• [TEXT BLOCK]

____

As used herein, the term “naïve T-cells” refers to a population of T-cells that has matured and been released by the thymus but has not yet encountered its corresponding antigen. In other words, naïve T-cells are in the stage between maturity and activation. Naive T-cells are commonly characterized by the surface expression of L-selectin (CD62L) and C—C Chemokine receptor type 7 (CCR7): the absence of the activation markers CD25, CD44 or CD69; and the absence of memory CD45RO isoform. They also express functional IL-7 receptors, consisting of subunits IL-7 receptor-a, CD127, and common-y chain, CD132.
A T-cell lacking a functional endogenous T-cell receptor (TCR) can be, e.g., engineered such that it does not express any functional TCR on its surface, engineered such that it does not express one or more subunits that comprise a functional TCR or engineered such that it produces very little functional TCR on its surface. Alternatively, the T-cell can express a substantially impaired TCR, e.g., by expression of mutated or truncated forms of one or more of the subunits of the TCR. The term “substantially impaired TCR” means that this TCR will not elicit an adverse immune reaction in a host.
A T-cell described herein can be, e.g., engineered such that it does not express a functional HLA on its surface. For example, a T-cell described herein, can be engineered such that T-cell surface expression HLA, e.g., HLA class 1 and/or HLA class II, is downregulated. In some embodiments, the T-cell can lack a functional TCR and a functional HLA, e.g., HLA class I and/or HLA class II.
Modified T-cells that lack expression of a functional TCR and/or HLA can be obtained by any suitable means, including a knock out or knock down of one or more subunit of TCR or HLA. For example, the T-cell can include a knock down of TCR and/or HLA using siRNA, shRNA, clustered regularly interspaced short palindromic repeats (CRISPR) transcription-activator like effector nuclease (TALEN), or zinc finger endonuclease (ZFN).

Natural Killer Cells

In some embodiments, the immune cell is a natural killer cell. Natural-killer (NK) cells are CD56 CD3 large granular lymphocytes that can kill infected and transformed cells, and constitute a critical cellular subset of the innate immune system. Unlike cytotoxic CD8+ T lymphocytes, NK cells launch cytotoxicity against tumour cells without the requirement for prior sensitization, and can also eradicate MHC-I-negative cells. In an embodiment, the NK cells are CD3−CD56+ CD7+CD127− NKp46+T-bet+Eomes+. In an embodiment, cytotoxic NK cells CD56^dimCD16+.

____

• [GIVEN DATA]
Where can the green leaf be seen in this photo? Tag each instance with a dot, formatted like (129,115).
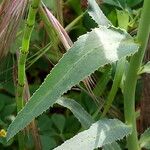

____

• [TASKS AND EXERCISES]
**a.** In the passage on engineered immune cells, what does the term "substantially impaired TCR" mean?
**b.** Continue the passage on engineered immune cells from its final sentence, keeping the same style.
The listing has nothing to do with the passage on engineered immune cells.

• [ANSWERS FOR THE EXERCISE]
**a.** It means a TCR that will not elicit an adverse immune reaction in a host.

**b.**
Dendritic Cells

In some embodiments, the immune cell is a dendritic cell. Dendritic cells are a heterogeneous group of specialized antigen-presenting cells that originate in the bone marrow from CD34+ stem cells and express major histocompatibility complex (MHC) class II molecules. Mature dendritic cells are able to prime, activate and expand effector immune cells, such as T-cells and NK cells. Dendritic cell therapy is known in the art (see, e.g. Sabado et al., 2017). Briefly, dendritic cells can be isolated from a patient, exposed to a disease-specific antigen, for example a cancer specific antigen, or genetically modified to express a CAR, or a disease specific antigen, and are then infused back into the patient where they prime, activate and expand effector immune cells, for example T-cells.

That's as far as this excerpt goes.